◆ Problem details
Extract every line below that contains the string "head", treating uppercase and lowercase letters as distinct.

◆ Records for pointing at objects in photos
┄┄┄┄┄┄
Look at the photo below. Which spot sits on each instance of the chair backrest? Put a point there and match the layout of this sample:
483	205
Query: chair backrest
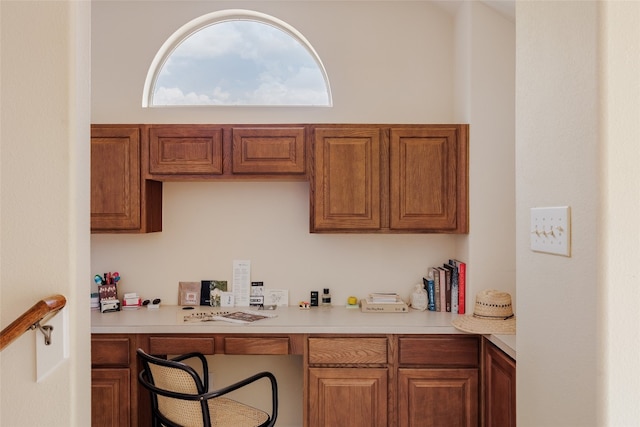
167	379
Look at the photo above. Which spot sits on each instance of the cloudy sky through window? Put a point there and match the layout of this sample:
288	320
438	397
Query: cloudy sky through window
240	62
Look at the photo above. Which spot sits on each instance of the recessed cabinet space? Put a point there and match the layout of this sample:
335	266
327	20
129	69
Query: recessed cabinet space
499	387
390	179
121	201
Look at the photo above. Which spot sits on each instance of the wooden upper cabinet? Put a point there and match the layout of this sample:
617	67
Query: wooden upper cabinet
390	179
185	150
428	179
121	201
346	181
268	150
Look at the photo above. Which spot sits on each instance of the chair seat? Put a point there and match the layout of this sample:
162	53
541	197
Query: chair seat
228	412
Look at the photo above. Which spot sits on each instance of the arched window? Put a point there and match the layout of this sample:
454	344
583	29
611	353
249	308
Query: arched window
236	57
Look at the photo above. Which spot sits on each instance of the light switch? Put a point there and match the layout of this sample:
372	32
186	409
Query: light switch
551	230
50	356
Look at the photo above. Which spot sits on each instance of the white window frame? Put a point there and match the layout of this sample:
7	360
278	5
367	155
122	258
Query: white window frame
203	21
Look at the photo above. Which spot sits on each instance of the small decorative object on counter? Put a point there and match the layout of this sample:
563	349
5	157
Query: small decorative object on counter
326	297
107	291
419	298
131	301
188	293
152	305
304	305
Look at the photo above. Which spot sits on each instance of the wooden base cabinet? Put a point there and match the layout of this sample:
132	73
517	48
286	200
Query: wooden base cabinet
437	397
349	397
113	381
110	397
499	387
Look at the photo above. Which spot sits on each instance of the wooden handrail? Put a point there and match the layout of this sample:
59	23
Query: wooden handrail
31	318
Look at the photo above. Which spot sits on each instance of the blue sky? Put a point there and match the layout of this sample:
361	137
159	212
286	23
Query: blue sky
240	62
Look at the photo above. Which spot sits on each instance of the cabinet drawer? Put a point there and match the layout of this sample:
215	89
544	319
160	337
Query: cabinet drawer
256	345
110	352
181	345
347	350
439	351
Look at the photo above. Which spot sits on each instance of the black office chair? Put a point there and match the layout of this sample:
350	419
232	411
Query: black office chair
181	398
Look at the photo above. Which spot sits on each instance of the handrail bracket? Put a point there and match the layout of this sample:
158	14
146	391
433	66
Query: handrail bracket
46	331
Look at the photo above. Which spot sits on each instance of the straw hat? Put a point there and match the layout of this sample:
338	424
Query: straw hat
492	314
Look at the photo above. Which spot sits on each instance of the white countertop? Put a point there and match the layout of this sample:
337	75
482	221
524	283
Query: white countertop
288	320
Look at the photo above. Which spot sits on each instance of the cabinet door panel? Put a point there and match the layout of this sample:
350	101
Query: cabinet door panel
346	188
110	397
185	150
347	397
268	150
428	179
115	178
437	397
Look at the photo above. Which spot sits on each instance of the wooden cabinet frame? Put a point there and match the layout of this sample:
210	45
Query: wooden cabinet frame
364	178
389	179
┄┄┄┄┄┄
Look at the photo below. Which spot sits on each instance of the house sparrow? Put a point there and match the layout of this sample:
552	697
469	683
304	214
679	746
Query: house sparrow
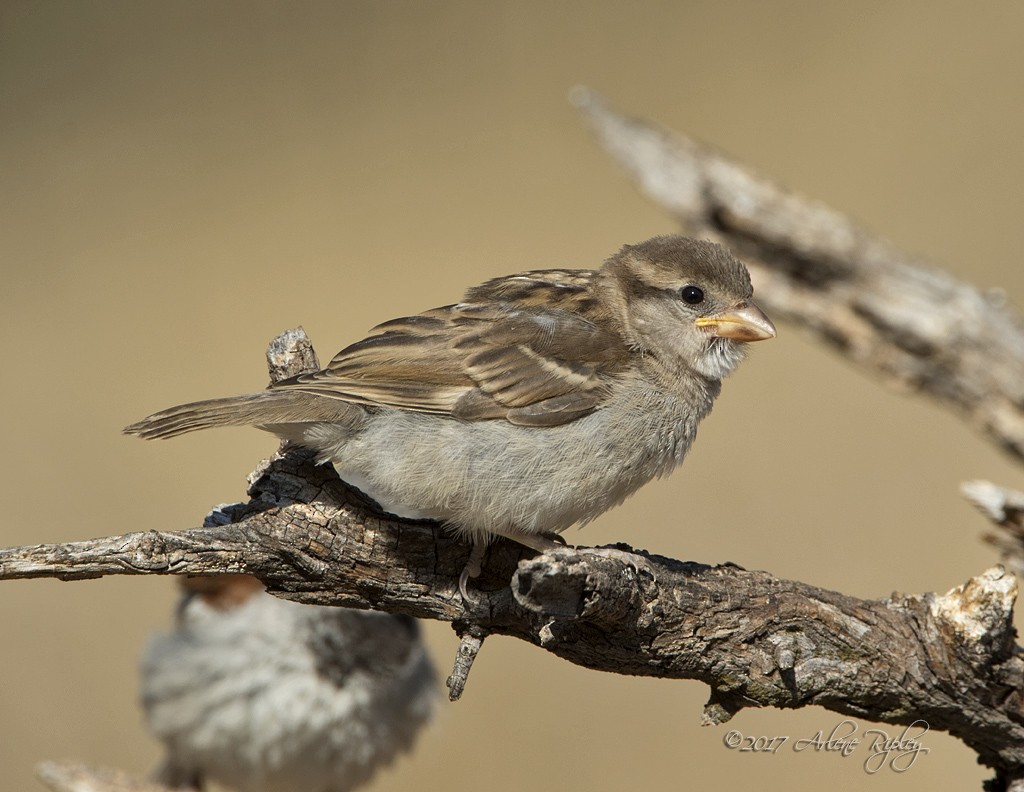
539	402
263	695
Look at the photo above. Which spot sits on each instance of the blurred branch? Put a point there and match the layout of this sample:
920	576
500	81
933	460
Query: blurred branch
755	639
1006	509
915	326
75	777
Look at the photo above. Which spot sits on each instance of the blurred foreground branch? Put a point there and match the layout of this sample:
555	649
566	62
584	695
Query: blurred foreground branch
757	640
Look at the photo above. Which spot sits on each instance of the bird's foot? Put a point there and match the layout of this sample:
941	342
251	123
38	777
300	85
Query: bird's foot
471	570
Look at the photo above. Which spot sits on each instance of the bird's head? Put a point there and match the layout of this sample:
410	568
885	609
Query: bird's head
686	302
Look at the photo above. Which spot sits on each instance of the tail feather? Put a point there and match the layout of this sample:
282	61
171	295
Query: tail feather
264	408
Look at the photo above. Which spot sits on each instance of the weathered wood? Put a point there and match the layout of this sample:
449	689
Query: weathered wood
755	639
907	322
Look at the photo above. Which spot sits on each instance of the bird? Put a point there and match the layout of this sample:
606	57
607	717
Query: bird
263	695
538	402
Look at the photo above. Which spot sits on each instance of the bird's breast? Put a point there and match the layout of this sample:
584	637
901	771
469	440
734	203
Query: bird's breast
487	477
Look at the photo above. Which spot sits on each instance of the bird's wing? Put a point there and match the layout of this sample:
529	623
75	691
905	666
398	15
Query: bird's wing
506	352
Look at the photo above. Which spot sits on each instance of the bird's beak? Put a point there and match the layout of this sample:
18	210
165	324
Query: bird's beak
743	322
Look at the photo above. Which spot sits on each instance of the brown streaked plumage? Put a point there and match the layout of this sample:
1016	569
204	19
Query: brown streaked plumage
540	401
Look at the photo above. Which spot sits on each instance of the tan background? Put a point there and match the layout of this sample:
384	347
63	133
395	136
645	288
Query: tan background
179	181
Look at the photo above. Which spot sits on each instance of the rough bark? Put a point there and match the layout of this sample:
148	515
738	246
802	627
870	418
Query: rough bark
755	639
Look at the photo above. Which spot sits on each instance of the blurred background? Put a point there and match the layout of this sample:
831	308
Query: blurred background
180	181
┄┄┄┄┄┄
◆ Exercise response
Look at the photo above. Which spot sits on each instance of the bird's head? Put a point there and match the layout of this sample:
Query: bird's head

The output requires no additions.